_Task description_
Return all of the data that follows precisely, leaving every image out.

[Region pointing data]
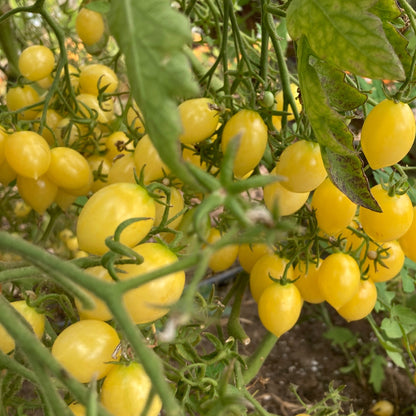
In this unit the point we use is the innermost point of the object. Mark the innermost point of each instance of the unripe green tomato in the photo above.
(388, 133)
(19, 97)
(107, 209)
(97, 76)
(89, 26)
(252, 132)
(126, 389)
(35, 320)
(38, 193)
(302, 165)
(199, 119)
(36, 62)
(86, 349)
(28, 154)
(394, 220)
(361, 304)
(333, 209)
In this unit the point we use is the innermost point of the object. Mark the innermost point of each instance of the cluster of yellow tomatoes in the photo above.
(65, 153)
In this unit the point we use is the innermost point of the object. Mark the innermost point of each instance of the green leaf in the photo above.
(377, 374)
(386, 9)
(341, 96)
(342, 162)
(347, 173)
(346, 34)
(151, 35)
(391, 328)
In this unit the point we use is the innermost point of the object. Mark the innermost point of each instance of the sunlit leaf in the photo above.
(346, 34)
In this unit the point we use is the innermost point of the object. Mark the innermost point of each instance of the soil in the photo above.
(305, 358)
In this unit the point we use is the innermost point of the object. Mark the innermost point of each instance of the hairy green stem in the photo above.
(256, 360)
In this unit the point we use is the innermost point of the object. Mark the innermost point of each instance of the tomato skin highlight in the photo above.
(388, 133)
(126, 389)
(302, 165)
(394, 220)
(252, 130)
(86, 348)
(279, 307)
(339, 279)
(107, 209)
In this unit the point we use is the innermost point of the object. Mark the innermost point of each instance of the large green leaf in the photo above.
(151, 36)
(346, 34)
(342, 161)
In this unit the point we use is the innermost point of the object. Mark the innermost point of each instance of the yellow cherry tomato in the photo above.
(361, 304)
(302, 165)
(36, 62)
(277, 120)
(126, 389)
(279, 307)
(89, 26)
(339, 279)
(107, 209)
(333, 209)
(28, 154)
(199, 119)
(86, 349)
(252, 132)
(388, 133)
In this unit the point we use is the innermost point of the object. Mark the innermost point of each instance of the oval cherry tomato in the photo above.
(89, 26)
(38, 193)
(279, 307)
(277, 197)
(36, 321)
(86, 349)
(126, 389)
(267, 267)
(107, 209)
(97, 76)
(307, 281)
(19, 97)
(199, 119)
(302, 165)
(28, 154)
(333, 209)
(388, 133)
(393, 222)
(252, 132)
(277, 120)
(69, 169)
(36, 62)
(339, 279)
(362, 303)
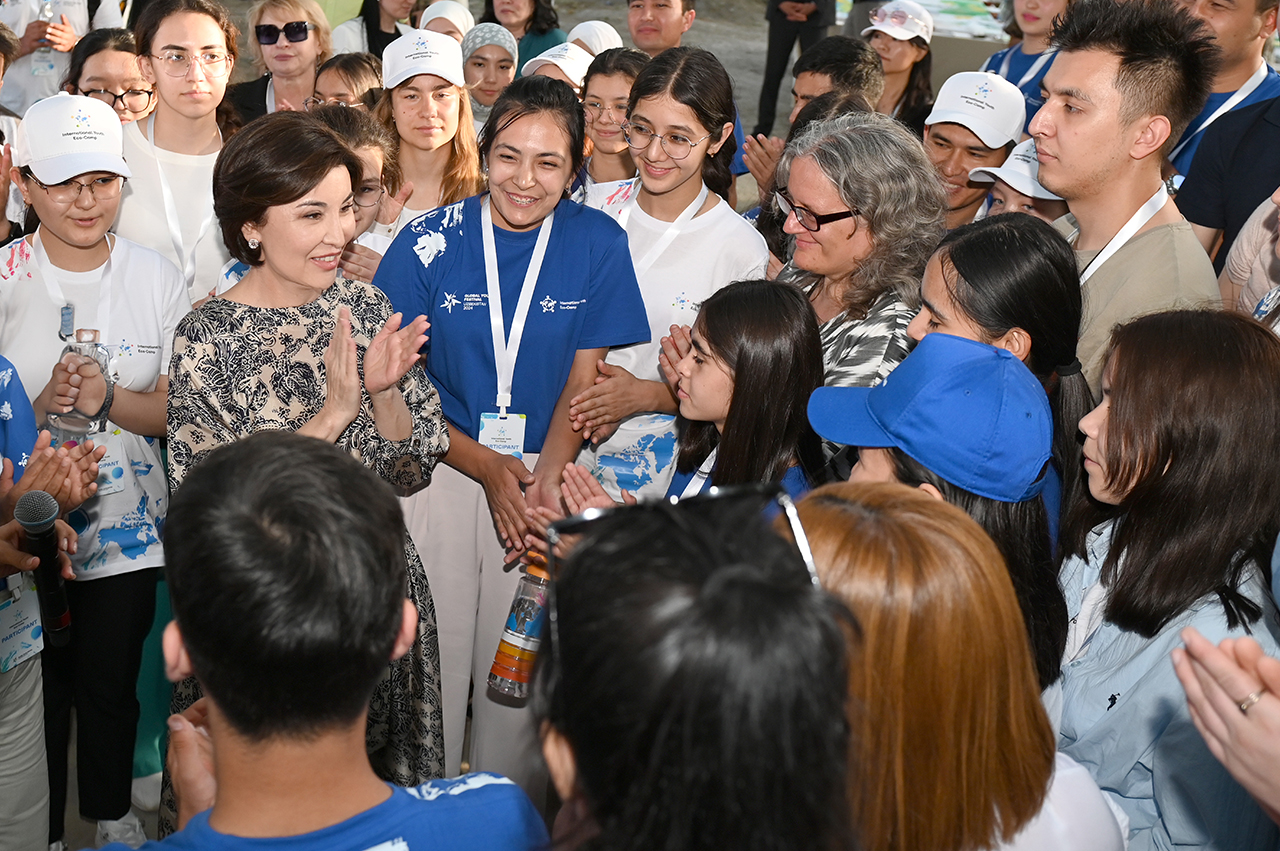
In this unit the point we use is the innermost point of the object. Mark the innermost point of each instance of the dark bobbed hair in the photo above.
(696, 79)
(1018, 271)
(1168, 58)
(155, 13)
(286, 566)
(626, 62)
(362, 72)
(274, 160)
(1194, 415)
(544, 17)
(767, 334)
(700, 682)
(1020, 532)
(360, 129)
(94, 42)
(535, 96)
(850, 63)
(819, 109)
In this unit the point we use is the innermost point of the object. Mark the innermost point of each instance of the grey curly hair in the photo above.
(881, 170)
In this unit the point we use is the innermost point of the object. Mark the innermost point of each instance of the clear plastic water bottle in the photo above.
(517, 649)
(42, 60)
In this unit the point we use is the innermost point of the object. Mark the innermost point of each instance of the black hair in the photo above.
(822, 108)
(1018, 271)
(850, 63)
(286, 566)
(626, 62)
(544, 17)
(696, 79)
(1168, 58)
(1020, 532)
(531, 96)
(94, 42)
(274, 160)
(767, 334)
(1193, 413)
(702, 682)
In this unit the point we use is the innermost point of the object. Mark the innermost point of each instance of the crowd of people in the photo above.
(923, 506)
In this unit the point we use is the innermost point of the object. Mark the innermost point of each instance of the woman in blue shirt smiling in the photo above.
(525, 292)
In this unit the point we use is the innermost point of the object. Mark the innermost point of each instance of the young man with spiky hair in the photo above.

_Written solution_
In this unit the point we use is the innermost point of the object. Mark the innermost point of each instance of the unripe green tomato in the photo above.
(388, 133)
(19, 97)
(107, 209)
(97, 76)
(89, 26)
(252, 132)
(126, 389)
(35, 320)
(38, 193)
(302, 165)
(199, 119)
(36, 62)
(86, 349)
(28, 154)
(394, 220)
(361, 304)
(333, 209)
In this unit the point we use is the innermost point of the object. Mark the innermost point of each instance of the cluster of yellow tomatoes in the photo above.
(65, 153)
In this unit the point we use is the innermost point of the object. Mark the innermost point of each instance of the green leaf in the photo above.
(377, 374)
(386, 9)
(341, 96)
(342, 162)
(347, 173)
(346, 34)
(151, 35)
(391, 328)
In this unit the point we use is the innermost point of the object. Mark the innermost point of each instance of the sunlit leaf in the photo above.
(346, 34)
In this unit the point we use is the innermost point of the object. Mark the innermost point of each instance of the soil in the photo above.
(305, 358)
In this unit the point we use is the innermost point of the object. Mark the innermost point of each instance of the hairy green stem in the photo above.
(256, 360)
In this unit the point we use is the innermost point of the object. Mark the innermost point of each instance of the tomato skin highlight in the photo above.
(388, 133)
(126, 389)
(302, 165)
(394, 220)
(252, 130)
(86, 348)
(279, 307)
(339, 279)
(107, 209)
In this unit the point we use is the innermost point of the object. Mark the innermost point of each instance of the large green leaf in the photo above.
(151, 36)
(346, 34)
(342, 161)
In this unit the point we use is the innermost point of the object. Mark the innermost point of each instance of the yellow cherry tomato in the photo above.
(361, 304)
(302, 165)
(36, 62)
(277, 120)
(126, 389)
(279, 307)
(89, 26)
(339, 279)
(107, 209)
(333, 209)
(28, 154)
(199, 119)
(86, 349)
(252, 132)
(388, 133)
In this unit the point we use is the innermost point of the object. Mark the innermost point of each instance of the oval cherry tomato in the photo above.
(89, 26)
(38, 193)
(279, 307)
(277, 197)
(36, 321)
(86, 349)
(126, 389)
(267, 267)
(107, 209)
(97, 76)
(307, 281)
(19, 97)
(199, 119)
(302, 165)
(28, 154)
(333, 209)
(388, 133)
(393, 222)
(252, 132)
(277, 120)
(69, 169)
(36, 62)
(339, 279)
(362, 303)
In this unit the point we use is the innermost point of the object. Mark the innermost point of each instance of the dark bobbed hair in the photo above.
(696, 79)
(1018, 271)
(1168, 58)
(155, 13)
(286, 566)
(626, 62)
(362, 72)
(274, 160)
(1194, 415)
(544, 17)
(767, 334)
(700, 682)
(1020, 532)
(360, 129)
(94, 42)
(535, 96)
(850, 63)
(819, 109)
In this unit the point we use is the innermost point of the object. Mark the innermost point of each instance of the grey curly hair in the photo above.
(881, 170)
In this unit the point we use is the innermost point of the object. Mark the innermost point of each instance of the clear plastic water bottle in the photo above.
(517, 649)
(42, 60)
In this unit the point we use is the innermost point of the object. Mark the innermost point of each instance of the black hair in the photo above.
(822, 108)
(1018, 271)
(850, 63)
(286, 566)
(626, 62)
(544, 17)
(696, 79)
(1168, 58)
(1020, 532)
(531, 96)
(94, 42)
(274, 160)
(767, 334)
(1193, 413)
(702, 682)
In this unit the point we use is the innermost point of the object. Mark the innermost point of each instance of the crowd of people in the photo above.
(923, 506)
In this unit the point we use is the innermost point of the object. Mark the innermost point of each instance of the woman in blue shirt smiling in the photo above.
(525, 292)
In this unit the point we use is the innermost point of the object. Mark the innermost point of each instance of the young man with spiky hair in the photo above.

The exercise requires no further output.